» **WHAT TO DO**:
Reproduce all the lines below exactly and omit the images.

» **MATERIAL FOR THIS EXERCISE**:

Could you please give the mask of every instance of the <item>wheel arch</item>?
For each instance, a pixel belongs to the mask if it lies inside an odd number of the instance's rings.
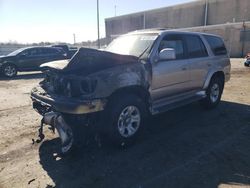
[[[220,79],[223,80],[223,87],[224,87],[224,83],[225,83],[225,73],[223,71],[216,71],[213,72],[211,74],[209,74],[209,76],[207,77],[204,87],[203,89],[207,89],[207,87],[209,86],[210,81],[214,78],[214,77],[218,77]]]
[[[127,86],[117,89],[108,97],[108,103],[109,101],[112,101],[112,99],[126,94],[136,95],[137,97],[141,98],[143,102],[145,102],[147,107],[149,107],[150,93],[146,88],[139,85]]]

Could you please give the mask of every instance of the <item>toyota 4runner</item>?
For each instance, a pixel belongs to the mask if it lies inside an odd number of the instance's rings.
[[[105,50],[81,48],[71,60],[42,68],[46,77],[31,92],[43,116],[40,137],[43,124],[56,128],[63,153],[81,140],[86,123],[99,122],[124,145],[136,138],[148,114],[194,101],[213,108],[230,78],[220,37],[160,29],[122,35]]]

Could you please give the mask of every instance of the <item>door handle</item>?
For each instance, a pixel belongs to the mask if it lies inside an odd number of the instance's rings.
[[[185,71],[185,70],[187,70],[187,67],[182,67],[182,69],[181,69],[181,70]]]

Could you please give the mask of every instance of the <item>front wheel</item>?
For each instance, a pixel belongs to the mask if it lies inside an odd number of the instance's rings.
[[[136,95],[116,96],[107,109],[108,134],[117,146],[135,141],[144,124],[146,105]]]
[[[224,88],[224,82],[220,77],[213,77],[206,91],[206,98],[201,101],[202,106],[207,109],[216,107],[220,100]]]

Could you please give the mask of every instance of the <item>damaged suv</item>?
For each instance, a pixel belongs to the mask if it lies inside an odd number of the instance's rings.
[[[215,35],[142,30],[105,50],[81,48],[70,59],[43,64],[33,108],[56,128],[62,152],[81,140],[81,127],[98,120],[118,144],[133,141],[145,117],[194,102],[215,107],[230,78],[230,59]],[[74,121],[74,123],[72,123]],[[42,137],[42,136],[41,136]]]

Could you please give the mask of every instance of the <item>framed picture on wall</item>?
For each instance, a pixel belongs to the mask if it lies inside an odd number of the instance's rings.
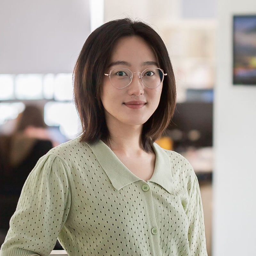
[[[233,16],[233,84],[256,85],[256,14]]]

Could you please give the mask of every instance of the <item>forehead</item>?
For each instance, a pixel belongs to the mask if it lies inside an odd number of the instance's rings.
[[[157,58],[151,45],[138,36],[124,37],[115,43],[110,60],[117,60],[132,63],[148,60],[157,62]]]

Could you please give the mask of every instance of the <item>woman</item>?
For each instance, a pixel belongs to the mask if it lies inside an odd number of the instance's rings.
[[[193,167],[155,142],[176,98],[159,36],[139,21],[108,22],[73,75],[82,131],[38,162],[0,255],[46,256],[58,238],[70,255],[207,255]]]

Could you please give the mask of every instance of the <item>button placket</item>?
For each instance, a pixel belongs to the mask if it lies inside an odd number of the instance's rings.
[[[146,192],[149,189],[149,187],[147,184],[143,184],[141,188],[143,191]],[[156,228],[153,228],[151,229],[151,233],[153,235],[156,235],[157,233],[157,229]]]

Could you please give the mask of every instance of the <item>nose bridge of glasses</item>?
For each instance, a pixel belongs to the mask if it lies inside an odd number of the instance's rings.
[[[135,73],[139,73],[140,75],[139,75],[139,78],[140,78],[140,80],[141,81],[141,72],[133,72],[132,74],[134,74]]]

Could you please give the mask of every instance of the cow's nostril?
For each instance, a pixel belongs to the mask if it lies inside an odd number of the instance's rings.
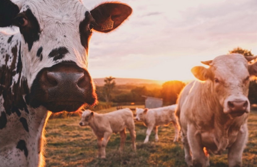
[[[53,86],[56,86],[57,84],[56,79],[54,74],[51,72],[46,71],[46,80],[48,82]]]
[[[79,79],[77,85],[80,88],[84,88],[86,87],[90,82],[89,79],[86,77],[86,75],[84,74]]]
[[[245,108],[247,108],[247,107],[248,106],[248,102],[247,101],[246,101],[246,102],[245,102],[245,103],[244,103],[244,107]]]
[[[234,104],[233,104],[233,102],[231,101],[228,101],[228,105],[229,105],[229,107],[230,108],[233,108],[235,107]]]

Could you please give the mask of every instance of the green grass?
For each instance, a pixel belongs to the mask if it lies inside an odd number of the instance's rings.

» **FINISHED EXERCISE**:
Could you please give the mask of every instance of the <item>wheel arch</item>?
For each instance, a pixel belongs to the mask if it lies inside an odd number of the instance's rings.
[[[220,79],[223,80],[223,87],[224,87],[224,83],[225,83],[225,73],[223,71],[216,71],[213,72],[211,74],[209,74],[209,76],[207,77],[204,87],[203,89],[207,89],[207,87],[209,86],[210,81],[214,78],[214,77],[218,77]]]
[[[127,86],[117,89],[108,97],[108,103],[109,101],[112,101],[112,99],[126,94],[136,95],[137,97],[141,98],[143,102],[145,102],[147,107],[149,107],[150,93],[146,88],[139,85]]]

Could you please give the mask of every instance of the <item>toyota 4runner</item>?
For each instance, a pixel belongs to the mask if it lies inside an odd number of the instance's rings.
[[[105,50],[81,48],[71,60],[42,68],[46,77],[31,92],[43,116],[40,137],[43,124],[56,128],[63,153],[81,140],[86,123],[99,122],[124,145],[136,138],[148,114],[194,101],[213,108],[230,78],[220,37],[160,29],[122,35]]]

Could you please give the mask of every instance of the <item>door handle</item>?
For each instance, a pixel belongs to the mask if it lies inside an odd number of the instance's rings.
[[[185,71],[185,70],[187,70],[187,67],[182,67],[182,69],[181,69],[181,70]]]

Could you please give the mask of every instance of the <item>front wheel</item>?
For each instance, a pixel belongs to the mask if it lies inside an odd number of the instance's rings.
[[[136,95],[116,96],[107,109],[108,134],[117,146],[135,141],[144,124],[146,105]]]
[[[224,88],[224,82],[220,77],[213,77],[206,91],[206,98],[201,101],[202,106],[207,109],[216,107],[220,100]]]

Could you please give the mask of every instance of the <item>damaged suv</item>?
For each instance, a pixel belongs to the mask if it lies inside an odd number of the instance's rings.
[[[215,35],[142,30],[105,50],[81,48],[70,59],[43,64],[33,108],[56,128],[62,152],[81,140],[81,127],[98,120],[118,144],[133,141],[145,117],[194,102],[215,107],[230,78],[230,59]],[[74,121],[74,123],[72,123]],[[42,137],[42,136],[41,136]]]

Could you please give the mask of every instance of the <item>framed picture on wall</item>?
For each instance, a pixel belongs to the mask if it lies inside an odd number of the instance's rings.
[[[233,16],[233,84],[256,85],[256,14]]]

Could you please give the mask of every instance of the <item>forehead</item>?
For each instance, a pixel belongs to the mask if it lies inside an odd number of the instance's rings.
[[[157,58],[151,45],[138,36],[124,37],[115,43],[110,60],[117,60],[132,63],[148,60],[157,62]]]

Could you please give the mask of every instance of the <item>woman</item>?
For each instance, a pixel belongs to the mask if it lies inside an odd number of the instance's rings.
[[[193,167],[155,142],[176,98],[159,36],[139,21],[108,22],[73,75],[82,131],[38,162],[0,255],[46,256],[58,238],[70,255],[207,255]]]

Could you please give the mask of every instance of the <item>button placket</item>?
For each instance, a pixel belongs to the mask if it lies inside an odd number of the instance's rings.
[[[146,192],[149,189],[149,187],[147,184],[143,184],[141,188],[143,191]],[[156,228],[153,228],[151,229],[151,233],[153,235],[156,235],[157,233],[157,229]]]

Could you please give the mask of every instance of the <item>nose bridge of glasses</item>?
For each instance, a pixel belongs to the mask if it lies inside an odd number of the instance's rings.
[[[135,73],[139,73],[140,75],[139,75],[139,78],[140,78],[140,80],[141,81],[141,72],[133,72],[132,74],[134,74]]]

Could you please give the mask of every instance of the cow's nostril?
For each instance, a pixel belongs to the mask if it lies inside an odd number of the instance's rings.
[[[53,86],[56,86],[57,84],[56,79],[54,74],[51,72],[46,71],[46,80],[48,82]]]
[[[79,79],[77,85],[80,88],[84,88],[86,87],[90,82],[89,79],[86,77],[86,75],[84,74]]]
[[[245,108],[247,108],[247,107],[248,106],[248,102],[247,101],[246,101],[246,102],[245,102],[245,103],[244,103],[244,107]]]
[[[234,104],[233,104],[233,102],[231,101],[228,101],[228,105],[229,105],[229,107],[230,108],[233,108],[235,107]]]

Could you please give the mask of every instance of the green grass?
For each instance, a pixel belongs to the mask if it lies inside an odd number of the instance's rings.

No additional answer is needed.